Parce que nous sommes fiers, Jean-Philippe Ould Aoudia et moi, de les avoir auprès de nous, dans nos associations respectives, parce que des raisons personnelles auraient pu les retenir ailleurs, remercions également de leur participation M. Michel Levallois, préfet honoraire, membre de l’Académie des sciences d’outre-mer, et Me Nicole Rein dont les combats les plus récents, menés avec le regretté professeur Albert Jacquard, nous rappellent, par leur inspiration humaniste, les engagements d’hier.

Et puisque nous sommes sur cette note de nostalgie, permettez-moi de vous dire la peine que j’éprouve en imaginant que nous ne verrons plus autour de cette stèle ni la frêle silhouette de Henri Alleg, ni l’écharpe rouge de Mouloud Aounit, ni le visage - découvert il y a deux ans - de Mme Micheline Renard, mère de Delphine.
═══
[CONSIGNES DE TRAVAIL] Transcrivez tel quel le passage de l'extrait qui va de « Parce que nous » jusqu'à « mère de Delphine. ». Les données qui suivent n'ont aucun rapport avec l'extrait.

[JEU DE DONNÉES]
═══
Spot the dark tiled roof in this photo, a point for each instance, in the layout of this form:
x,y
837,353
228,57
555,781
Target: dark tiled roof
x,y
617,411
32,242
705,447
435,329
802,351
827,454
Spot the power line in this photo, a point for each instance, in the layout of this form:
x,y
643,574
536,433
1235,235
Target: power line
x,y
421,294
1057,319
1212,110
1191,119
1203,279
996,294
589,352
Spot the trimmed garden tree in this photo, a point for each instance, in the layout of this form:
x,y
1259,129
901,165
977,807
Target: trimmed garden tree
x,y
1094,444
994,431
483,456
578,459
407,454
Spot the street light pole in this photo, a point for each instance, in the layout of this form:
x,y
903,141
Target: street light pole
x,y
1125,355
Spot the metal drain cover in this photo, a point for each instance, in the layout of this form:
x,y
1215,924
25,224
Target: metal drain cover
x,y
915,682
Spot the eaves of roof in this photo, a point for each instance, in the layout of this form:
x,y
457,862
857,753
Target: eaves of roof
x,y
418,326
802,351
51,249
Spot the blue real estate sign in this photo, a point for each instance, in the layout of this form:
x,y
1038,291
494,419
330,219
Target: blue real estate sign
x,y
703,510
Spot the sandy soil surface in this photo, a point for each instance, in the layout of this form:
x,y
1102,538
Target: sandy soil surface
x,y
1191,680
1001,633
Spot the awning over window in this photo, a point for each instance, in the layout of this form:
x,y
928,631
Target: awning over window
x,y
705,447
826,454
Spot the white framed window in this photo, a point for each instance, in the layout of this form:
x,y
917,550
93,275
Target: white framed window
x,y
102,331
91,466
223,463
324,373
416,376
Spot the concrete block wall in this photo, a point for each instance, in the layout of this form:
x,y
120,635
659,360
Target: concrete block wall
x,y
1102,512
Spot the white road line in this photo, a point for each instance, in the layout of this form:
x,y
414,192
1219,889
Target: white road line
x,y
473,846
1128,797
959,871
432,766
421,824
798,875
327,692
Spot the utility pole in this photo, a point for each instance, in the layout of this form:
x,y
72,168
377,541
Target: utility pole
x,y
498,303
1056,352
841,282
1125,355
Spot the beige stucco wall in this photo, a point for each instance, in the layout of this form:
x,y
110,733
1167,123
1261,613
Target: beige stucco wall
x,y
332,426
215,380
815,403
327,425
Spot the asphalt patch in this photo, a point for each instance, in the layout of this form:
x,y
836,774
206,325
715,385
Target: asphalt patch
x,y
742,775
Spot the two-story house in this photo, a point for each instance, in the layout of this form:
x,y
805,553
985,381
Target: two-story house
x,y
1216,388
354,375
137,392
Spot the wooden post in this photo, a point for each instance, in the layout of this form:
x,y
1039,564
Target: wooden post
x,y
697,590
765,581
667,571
═══
[RÉSULTAT DE L'EXERCICE]
Parce que nous sommes fiers, Jean-Philippe Ould Aoudia et moi, de les avoir auprès de nous, dans nos associations respectives, parce que des raisons personnelles auraient pu les retenir ailleurs, remercions également de leur participation M. Michel Levallois, préfet honoraire, membre de l’Académie des sciences d’outre-mer, et Me Nicole Rein dont les combats les plus récents, menés avec le regretté professeur Albert Jacquard, nous rappellent, par leur inspiration humaniste, les engagements d’hier.

Et puisque nous sommes sur cette note de nostalgie, permettez-moi de vous dire la peine que j’éprouve en imaginant que nous ne verrons plus autour de cette stèle ni la frêle silhouette de Henri Alleg, ni l’écharpe rouge de Mouloud Aounit, ni le visage - découvert il y a deux ans - de Mme Micheline Renard, mère de Delphine.